:: RECORDS FOR PROCESSING ::
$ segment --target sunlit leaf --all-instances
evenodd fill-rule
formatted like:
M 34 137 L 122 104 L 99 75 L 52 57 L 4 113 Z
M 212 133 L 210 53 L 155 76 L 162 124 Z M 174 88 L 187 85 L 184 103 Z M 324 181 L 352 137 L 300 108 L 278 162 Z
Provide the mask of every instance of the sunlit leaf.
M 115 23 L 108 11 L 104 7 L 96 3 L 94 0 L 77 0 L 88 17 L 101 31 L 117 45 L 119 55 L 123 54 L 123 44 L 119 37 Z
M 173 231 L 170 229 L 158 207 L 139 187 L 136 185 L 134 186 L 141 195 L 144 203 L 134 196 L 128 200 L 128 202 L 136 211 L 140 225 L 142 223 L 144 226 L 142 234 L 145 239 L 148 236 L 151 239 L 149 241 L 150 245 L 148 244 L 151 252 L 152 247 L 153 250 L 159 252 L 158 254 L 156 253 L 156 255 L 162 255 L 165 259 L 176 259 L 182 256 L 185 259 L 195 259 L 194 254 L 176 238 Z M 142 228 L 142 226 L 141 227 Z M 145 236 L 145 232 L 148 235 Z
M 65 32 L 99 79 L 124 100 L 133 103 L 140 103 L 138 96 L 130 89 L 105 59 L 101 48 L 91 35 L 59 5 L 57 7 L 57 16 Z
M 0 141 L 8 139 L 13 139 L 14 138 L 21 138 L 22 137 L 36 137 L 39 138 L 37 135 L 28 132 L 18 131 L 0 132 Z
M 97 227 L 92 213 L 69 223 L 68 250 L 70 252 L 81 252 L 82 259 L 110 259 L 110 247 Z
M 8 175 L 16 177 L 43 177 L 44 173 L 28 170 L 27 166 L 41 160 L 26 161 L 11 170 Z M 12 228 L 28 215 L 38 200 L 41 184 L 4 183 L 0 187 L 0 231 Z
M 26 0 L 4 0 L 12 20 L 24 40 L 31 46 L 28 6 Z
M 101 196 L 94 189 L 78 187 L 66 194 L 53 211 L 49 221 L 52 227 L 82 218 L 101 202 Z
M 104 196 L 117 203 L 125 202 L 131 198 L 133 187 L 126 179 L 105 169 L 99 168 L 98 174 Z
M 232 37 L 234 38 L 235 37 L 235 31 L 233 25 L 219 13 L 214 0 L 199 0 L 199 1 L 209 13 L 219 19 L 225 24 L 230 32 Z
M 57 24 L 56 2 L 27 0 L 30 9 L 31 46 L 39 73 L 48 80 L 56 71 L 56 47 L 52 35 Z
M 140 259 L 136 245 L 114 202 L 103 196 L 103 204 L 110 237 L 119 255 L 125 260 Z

:: WHAT THE TASK REQUIRES ::
Quote the data above in full, changing nothing.

:: RESPONSE BELOW ::
$ segment --target sunlit leaf --all-instances
evenodd fill-rule
formatted like:
M 34 137 L 122 104 L 99 75 L 52 57 L 4 113 Z
M 212 133 L 210 53 L 155 76 L 162 124 Z M 174 88 L 187 85 L 184 103 Z M 324 181 L 352 137 L 300 108 L 278 162 Z
Provide the mask of every instance of the sunlit leaf.
M 115 23 L 108 11 L 104 7 L 96 3 L 94 0 L 77 0 L 88 17 L 101 31 L 117 45 L 119 55 L 123 54 L 123 44 L 119 37 Z
M 173 231 L 170 229 L 158 207 L 139 187 L 136 185 L 134 186 L 141 195 L 144 203 L 134 196 L 128 200 L 128 202 L 136 211 L 140 225 L 142 223 L 144 226 L 142 234 L 145 239 L 148 236 L 151 239 L 149 241 L 150 245 L 148 244 L 151 252 L 152 247 L 153 250 L 159 252 L 158 254 L 156 253 L 156 255 L 162 255 L 165 259 L 176 259 L 182 256 L 185 259 L 195 259 L 194 254 L 176 238 Z M 142 228 L 142 226 L 141 227 Z M 145 236 L 145 232 L 148 235 Z
M 65 32 L 99 79 L 124 100 L 133 103 L 140 103 L 138 96 L 130 89 L 105 59 L 101 48 L 91 35 L 59 5 L 57 7 L 57 16 Z
M 0 141 L 8 139 L 13 139 L 14 138 L 21 138 L 22 137 L 36 137 L 39 138 L 37 135 L 28 132 L 18 131 L 0 132 Z
M 97 227 L 92 213 L 69 223 L 68 250 L 70 252 L 81 252 L 82 259 L 110 259 L 110 247 Z
M 8 175 L 16 177 L 43 177 L 44 173 L 28 170 L 27 166 L 41 160 L 26 161 L 11 170 Z M 12 228 L 28 215 L 38 200 L 41 184 L 4 183 L 0 187 L 0 231 Z
M 26 0 L 4 0 L 12 20 L 24 40 L 31 46 L 28 6 Z
M 101 196 L 94 189 L 78 187 L 66 194 L 53 211 L 49 221 L 52 227 L 82 218 L 101 202 Z
M 104 196 L 117 203 L 125 202 L 131 198 L 133 187 L 126 179 L 105 169 L 99 168 L 98 174 Z
M 232 37 L 234 38 L 235 37 L 235 31 L 233 25 L 219 13 L 214 0 L 199 0 L 199 1 L 209 13 L 219 19 L 225 24 L 230 32 Z
M 57 24 L 56 2 L 27 0 L 30 9 L 31 46 L 39 73 L 48 80 L 56 71 L 56 47 L 52 35 Z
M 140 259 L 136 245 L 114 202 L 103 196 L 103 204 L 110 237 L 119 255 L 125 260 Z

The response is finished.